**How to complete this task:** Gather every line from the entries below that includes "roof".
***** Supplied records *****
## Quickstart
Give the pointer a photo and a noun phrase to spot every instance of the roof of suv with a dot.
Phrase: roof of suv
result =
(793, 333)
*****
**Response below:**
Give the pointer a photo and a noun phrase to spot every instance of the roof of suv with a dot.
Phrase: roof of suv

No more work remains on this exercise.